- **Task details**
Lines where the string "building" appears are to be copied from the entries below.

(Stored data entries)
↓
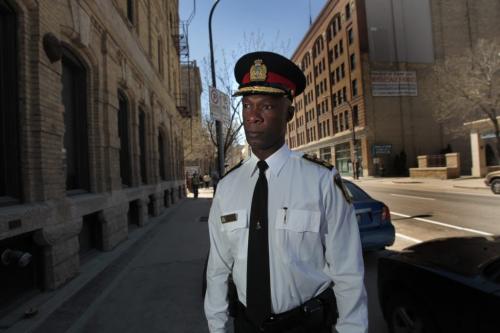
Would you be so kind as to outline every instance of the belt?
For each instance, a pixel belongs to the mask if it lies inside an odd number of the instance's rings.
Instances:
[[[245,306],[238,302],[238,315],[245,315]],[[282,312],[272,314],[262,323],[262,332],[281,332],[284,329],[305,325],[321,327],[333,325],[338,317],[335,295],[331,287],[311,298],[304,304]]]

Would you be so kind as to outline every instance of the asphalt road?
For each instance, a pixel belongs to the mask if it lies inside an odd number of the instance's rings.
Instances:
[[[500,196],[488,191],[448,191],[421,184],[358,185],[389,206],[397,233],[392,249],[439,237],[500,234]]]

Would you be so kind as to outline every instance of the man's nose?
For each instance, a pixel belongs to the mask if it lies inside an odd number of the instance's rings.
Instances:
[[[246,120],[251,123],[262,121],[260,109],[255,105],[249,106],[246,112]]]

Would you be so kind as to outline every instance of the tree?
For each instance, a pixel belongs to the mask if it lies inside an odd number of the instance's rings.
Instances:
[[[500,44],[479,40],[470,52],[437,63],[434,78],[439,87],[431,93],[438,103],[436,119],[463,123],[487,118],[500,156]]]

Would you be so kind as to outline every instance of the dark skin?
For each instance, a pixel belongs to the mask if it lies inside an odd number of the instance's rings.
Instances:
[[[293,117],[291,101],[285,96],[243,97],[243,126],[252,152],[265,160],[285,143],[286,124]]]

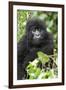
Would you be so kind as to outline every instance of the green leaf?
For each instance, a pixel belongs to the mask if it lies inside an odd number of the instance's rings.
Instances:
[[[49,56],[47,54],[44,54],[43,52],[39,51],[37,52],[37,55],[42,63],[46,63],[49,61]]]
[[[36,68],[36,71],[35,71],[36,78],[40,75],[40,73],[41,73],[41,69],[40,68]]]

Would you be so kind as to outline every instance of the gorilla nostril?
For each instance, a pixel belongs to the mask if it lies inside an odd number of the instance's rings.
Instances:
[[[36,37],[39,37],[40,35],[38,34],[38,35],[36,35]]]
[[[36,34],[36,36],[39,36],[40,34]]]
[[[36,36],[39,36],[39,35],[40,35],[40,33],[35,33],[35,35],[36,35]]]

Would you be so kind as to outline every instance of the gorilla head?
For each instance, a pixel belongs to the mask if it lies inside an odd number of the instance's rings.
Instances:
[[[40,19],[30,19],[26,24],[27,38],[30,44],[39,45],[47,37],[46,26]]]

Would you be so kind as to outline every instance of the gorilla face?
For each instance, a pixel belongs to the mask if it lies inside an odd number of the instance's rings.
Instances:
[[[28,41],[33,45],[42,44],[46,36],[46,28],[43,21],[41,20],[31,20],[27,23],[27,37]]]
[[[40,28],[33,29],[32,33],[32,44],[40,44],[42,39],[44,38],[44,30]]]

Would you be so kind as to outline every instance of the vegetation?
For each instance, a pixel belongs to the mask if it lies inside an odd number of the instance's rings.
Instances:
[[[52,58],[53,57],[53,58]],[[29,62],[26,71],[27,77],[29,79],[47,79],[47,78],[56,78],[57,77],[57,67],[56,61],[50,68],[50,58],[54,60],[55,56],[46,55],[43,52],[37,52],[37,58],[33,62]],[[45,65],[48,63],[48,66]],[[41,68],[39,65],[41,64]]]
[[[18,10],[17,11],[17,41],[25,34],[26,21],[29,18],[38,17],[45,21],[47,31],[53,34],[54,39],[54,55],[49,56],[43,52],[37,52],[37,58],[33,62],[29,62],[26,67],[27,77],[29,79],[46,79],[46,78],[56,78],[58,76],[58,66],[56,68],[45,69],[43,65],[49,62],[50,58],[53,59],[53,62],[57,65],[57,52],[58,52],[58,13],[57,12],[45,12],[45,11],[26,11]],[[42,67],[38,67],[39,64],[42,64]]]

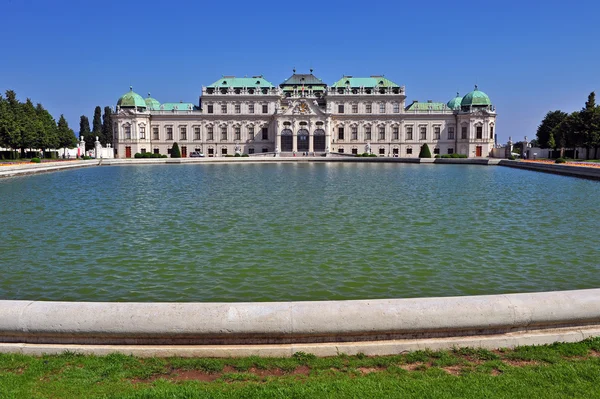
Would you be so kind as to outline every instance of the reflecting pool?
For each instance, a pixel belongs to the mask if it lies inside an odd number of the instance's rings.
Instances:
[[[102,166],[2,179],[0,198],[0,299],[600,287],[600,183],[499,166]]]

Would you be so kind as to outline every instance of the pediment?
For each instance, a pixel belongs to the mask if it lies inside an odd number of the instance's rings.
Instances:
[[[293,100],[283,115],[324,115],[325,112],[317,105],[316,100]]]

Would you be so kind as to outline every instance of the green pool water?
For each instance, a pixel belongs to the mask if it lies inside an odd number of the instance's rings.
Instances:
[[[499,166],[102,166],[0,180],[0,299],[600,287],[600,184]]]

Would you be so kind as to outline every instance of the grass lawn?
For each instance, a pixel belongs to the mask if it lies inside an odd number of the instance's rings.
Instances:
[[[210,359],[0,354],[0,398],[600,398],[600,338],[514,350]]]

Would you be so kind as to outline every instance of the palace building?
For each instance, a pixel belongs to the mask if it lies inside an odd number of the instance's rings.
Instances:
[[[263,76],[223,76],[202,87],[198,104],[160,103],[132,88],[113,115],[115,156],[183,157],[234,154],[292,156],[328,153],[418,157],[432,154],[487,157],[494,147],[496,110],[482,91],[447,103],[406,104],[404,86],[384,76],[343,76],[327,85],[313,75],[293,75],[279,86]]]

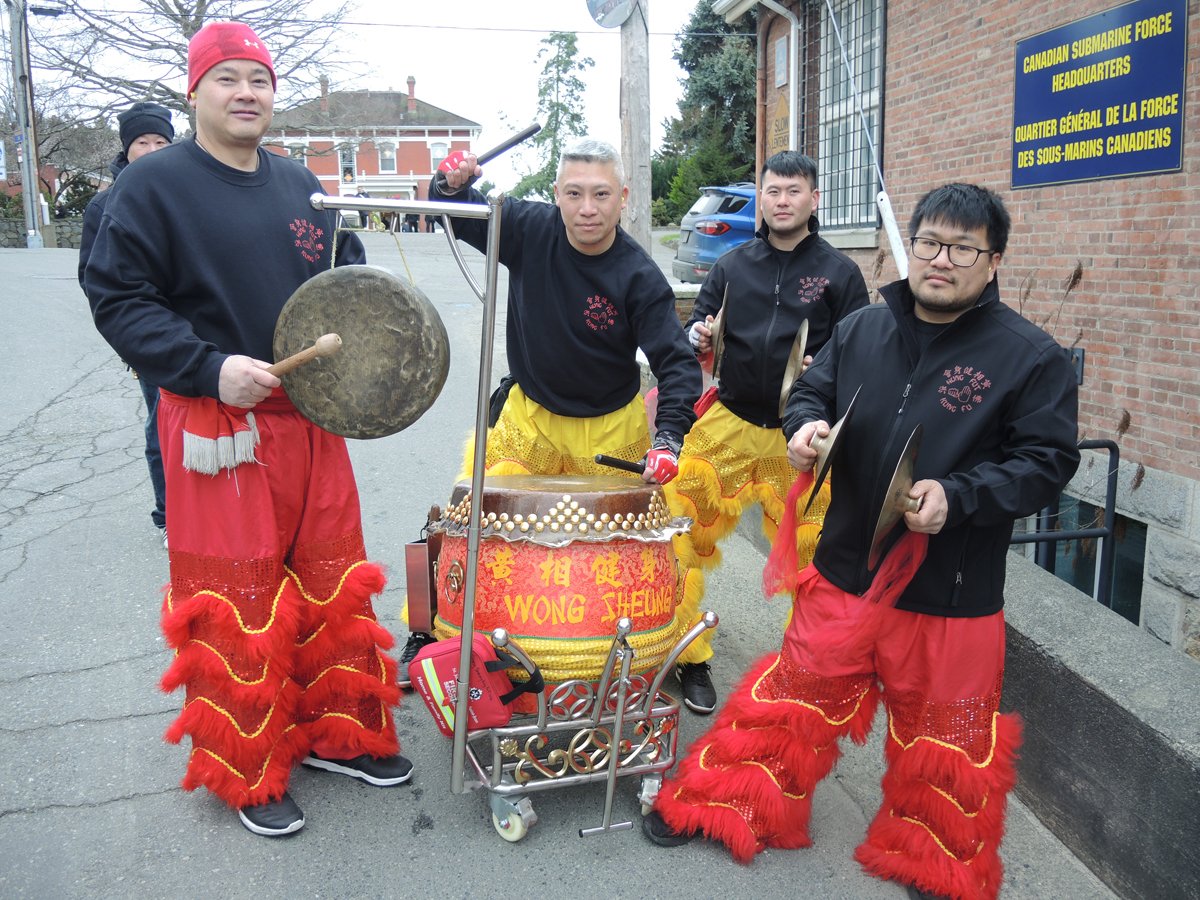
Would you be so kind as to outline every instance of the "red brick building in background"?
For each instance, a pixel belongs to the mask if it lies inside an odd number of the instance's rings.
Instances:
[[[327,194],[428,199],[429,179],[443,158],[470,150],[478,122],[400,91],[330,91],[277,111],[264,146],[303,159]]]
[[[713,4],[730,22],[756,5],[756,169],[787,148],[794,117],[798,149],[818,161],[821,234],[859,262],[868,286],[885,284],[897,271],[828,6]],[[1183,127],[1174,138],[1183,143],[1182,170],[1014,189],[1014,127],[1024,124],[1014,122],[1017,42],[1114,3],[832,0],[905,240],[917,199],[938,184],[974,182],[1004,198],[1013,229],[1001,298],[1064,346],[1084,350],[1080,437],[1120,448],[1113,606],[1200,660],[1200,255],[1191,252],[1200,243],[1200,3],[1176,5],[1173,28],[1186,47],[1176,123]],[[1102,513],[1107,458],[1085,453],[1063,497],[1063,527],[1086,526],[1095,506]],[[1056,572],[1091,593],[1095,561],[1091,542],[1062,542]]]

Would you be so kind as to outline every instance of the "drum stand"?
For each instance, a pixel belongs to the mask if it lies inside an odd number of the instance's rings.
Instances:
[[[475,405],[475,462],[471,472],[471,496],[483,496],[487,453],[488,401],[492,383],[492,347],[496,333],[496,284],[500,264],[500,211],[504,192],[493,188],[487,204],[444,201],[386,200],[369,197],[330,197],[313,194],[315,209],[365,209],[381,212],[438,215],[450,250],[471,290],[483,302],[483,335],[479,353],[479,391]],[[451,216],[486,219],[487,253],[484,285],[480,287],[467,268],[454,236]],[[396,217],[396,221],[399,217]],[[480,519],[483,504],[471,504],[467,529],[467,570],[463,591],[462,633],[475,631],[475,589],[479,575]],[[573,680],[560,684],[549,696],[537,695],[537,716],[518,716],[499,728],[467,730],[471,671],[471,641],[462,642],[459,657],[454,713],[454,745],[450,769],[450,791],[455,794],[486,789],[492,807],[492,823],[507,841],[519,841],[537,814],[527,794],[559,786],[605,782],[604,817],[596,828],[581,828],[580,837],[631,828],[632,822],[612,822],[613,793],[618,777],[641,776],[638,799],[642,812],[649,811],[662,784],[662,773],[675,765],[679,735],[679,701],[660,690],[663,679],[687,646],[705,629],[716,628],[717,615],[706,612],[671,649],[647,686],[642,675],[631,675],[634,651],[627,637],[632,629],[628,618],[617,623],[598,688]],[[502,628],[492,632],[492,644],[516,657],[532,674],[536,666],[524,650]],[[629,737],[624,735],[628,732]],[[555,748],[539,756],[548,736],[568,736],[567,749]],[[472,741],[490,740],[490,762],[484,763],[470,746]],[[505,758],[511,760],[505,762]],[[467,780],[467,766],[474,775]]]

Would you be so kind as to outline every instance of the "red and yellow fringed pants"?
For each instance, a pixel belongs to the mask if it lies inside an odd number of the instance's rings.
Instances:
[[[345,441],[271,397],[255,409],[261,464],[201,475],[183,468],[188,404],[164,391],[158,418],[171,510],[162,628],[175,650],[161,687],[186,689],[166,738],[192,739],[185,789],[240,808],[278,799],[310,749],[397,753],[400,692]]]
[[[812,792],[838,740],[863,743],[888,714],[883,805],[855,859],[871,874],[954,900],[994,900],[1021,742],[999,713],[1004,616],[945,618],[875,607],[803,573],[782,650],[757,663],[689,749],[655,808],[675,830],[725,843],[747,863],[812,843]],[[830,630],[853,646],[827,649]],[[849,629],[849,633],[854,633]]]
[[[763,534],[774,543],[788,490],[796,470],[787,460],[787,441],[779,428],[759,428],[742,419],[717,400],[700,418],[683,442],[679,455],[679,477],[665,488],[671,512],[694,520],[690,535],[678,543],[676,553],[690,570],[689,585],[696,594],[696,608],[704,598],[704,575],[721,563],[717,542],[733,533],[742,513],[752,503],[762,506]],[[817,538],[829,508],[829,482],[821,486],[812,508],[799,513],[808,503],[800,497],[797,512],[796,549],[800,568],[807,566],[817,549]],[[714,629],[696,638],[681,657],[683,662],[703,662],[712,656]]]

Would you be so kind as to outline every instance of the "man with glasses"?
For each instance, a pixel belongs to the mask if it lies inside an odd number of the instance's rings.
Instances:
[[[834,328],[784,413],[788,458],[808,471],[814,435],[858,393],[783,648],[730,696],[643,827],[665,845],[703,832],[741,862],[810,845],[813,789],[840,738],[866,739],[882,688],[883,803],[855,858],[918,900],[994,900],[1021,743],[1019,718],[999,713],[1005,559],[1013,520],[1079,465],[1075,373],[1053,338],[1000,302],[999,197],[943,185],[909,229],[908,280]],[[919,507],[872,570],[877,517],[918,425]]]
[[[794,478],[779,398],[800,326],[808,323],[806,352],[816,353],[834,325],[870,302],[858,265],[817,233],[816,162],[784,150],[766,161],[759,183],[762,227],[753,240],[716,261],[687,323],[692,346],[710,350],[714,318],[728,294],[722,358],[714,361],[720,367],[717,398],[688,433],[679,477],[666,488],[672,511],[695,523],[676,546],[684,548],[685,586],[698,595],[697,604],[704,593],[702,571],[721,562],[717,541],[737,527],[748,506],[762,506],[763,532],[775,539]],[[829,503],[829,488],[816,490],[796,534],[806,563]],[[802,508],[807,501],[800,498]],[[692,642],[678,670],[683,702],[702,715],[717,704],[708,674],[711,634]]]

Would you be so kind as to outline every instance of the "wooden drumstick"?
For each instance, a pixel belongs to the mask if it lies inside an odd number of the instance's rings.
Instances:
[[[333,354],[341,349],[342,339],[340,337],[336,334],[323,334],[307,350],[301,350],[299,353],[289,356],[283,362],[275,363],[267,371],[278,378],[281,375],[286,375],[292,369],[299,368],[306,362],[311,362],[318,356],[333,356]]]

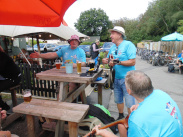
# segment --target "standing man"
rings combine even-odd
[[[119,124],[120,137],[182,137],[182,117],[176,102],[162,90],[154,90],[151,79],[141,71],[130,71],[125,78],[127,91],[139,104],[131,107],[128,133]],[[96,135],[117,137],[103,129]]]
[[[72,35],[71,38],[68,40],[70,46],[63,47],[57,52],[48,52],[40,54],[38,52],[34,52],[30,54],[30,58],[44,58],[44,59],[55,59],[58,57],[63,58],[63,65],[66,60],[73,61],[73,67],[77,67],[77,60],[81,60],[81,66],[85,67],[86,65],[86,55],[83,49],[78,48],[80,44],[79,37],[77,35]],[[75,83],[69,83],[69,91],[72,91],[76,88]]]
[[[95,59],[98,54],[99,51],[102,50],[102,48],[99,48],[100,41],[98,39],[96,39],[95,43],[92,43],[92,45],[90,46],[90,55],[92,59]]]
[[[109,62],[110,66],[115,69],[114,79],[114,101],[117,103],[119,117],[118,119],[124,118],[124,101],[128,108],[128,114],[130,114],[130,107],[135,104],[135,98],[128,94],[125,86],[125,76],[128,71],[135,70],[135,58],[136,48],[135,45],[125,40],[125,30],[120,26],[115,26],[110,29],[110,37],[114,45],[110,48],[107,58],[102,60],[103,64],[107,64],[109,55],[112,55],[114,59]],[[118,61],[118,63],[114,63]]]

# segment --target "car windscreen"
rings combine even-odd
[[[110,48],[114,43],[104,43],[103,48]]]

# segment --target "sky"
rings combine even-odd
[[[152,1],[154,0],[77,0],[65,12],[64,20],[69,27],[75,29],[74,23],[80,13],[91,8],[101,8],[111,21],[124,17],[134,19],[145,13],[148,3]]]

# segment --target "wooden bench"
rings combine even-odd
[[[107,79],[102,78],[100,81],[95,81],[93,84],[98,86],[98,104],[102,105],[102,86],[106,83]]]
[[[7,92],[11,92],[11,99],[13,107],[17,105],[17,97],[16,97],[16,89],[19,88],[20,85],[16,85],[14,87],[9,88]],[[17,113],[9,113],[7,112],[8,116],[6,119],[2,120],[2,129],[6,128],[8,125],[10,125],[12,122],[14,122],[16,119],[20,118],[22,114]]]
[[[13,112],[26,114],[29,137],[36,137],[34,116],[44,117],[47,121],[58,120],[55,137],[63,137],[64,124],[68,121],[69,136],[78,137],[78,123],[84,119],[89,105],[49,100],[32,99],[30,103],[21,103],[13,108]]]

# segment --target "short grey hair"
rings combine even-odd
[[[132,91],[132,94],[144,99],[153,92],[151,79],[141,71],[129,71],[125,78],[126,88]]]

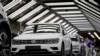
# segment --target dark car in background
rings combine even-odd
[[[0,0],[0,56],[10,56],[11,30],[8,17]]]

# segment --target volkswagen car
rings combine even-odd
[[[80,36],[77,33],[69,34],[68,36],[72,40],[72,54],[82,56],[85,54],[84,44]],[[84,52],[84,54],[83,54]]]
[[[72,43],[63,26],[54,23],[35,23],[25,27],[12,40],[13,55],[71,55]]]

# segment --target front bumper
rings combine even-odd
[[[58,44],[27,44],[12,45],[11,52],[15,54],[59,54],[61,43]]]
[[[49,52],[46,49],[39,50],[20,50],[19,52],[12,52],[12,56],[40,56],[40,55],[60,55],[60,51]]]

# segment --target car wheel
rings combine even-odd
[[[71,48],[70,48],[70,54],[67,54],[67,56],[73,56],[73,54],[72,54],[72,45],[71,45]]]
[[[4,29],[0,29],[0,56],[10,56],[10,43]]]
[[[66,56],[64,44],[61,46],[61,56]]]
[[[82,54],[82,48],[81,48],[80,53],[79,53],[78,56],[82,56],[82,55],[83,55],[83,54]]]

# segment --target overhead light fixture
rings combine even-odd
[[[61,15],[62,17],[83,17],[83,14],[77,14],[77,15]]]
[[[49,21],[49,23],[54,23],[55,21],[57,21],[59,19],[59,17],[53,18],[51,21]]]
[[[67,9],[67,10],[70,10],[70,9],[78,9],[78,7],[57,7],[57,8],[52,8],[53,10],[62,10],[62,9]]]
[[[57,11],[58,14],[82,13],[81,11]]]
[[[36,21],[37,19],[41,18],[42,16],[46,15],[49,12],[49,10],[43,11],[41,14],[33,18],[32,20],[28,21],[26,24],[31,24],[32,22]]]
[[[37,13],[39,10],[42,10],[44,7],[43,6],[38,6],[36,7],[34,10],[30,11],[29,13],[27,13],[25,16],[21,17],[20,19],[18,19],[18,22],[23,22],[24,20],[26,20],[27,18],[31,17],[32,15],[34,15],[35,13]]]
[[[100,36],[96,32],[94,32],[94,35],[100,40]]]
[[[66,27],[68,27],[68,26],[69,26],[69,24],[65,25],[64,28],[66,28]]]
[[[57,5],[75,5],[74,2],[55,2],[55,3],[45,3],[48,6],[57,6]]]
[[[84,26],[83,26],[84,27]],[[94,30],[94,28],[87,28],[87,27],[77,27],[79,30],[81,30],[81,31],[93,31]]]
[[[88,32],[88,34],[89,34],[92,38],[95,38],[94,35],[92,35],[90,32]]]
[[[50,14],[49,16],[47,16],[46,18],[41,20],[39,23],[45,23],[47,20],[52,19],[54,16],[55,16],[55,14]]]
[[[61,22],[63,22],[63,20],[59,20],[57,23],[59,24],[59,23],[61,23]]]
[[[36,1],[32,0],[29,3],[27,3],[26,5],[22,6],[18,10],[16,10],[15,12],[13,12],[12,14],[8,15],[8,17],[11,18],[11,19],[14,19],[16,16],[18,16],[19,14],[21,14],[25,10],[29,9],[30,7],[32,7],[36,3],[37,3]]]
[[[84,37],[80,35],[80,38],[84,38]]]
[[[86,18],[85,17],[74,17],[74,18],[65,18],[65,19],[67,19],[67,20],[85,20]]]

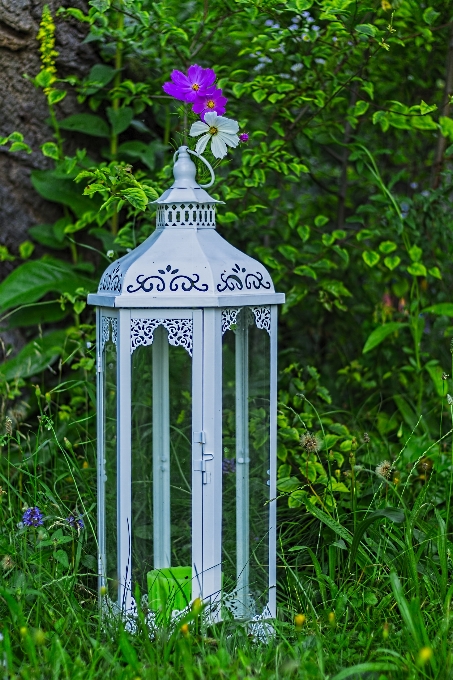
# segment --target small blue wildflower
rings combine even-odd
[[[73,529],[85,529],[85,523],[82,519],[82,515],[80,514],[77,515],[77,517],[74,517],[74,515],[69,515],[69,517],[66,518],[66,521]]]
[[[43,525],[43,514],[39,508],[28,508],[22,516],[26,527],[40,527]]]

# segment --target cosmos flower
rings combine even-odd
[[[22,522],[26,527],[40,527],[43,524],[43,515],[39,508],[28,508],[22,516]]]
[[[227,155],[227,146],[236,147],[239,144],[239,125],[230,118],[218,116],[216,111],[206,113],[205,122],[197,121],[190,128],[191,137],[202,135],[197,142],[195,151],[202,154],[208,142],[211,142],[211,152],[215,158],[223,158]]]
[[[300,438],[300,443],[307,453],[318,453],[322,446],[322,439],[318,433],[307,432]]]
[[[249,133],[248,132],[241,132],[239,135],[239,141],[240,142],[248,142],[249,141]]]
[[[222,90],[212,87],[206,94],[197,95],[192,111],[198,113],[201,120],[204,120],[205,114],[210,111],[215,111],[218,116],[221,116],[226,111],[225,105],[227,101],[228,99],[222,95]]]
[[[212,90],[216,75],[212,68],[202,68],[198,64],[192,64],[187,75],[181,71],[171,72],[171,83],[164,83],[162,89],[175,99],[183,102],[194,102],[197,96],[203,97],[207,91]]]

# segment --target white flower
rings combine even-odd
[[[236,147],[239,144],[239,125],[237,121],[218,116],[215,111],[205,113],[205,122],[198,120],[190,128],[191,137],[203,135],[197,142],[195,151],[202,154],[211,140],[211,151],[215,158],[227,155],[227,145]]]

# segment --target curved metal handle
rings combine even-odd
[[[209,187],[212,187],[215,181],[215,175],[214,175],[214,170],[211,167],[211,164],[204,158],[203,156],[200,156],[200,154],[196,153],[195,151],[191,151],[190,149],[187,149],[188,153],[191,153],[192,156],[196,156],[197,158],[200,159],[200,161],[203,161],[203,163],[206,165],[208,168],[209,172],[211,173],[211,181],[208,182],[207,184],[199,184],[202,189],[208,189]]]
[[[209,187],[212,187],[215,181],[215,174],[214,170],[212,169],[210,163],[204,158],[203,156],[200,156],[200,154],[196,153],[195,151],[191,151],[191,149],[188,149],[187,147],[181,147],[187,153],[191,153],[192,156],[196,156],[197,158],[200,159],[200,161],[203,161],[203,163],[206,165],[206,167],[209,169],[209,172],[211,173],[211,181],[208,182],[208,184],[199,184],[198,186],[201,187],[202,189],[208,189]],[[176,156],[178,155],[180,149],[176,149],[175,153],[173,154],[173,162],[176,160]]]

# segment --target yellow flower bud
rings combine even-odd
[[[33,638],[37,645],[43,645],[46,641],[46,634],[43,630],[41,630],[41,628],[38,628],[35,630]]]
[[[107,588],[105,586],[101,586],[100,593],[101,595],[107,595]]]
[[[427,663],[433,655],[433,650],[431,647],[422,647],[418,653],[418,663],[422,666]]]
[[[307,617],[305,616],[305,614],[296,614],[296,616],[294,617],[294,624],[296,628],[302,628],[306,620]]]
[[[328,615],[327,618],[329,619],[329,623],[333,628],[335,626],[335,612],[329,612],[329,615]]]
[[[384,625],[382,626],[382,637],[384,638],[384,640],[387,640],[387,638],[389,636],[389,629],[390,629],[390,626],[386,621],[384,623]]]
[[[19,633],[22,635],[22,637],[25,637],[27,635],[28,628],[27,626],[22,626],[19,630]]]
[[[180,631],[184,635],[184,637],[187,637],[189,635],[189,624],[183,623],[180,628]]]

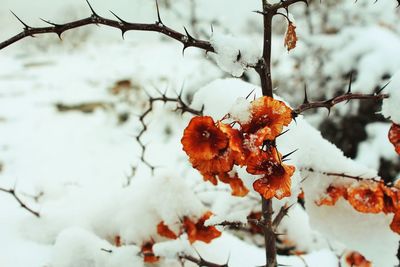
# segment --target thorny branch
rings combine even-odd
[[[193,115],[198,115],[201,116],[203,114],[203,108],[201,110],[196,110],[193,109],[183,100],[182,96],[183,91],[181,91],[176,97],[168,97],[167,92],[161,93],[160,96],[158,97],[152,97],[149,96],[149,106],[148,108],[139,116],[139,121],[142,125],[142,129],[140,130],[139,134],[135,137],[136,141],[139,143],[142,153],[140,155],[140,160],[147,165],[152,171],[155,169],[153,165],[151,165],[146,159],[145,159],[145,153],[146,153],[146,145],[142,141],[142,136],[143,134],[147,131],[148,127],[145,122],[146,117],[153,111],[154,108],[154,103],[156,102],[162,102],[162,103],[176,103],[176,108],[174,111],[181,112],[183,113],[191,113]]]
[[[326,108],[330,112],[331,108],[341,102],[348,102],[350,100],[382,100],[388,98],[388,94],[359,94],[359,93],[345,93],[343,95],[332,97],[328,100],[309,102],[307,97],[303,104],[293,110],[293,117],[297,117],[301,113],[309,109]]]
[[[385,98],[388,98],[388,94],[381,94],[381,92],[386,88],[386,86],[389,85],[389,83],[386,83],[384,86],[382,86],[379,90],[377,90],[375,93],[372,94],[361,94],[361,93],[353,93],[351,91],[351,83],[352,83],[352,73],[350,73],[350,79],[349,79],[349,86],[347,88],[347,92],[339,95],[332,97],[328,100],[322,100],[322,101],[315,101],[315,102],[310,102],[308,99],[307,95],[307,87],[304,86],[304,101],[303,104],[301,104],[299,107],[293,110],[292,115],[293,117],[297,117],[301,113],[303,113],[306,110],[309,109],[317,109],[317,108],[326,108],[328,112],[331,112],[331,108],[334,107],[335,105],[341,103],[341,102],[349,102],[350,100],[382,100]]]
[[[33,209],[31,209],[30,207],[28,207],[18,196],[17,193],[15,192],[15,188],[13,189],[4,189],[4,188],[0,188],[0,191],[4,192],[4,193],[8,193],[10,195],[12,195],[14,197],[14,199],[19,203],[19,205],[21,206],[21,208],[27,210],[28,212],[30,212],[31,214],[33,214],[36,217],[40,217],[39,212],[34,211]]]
↑
- **Result of this exercise**
Would you be so kind as to outline every instance of the palace building?
Would you be so kind as to outline every instance of the "red brick building in background"?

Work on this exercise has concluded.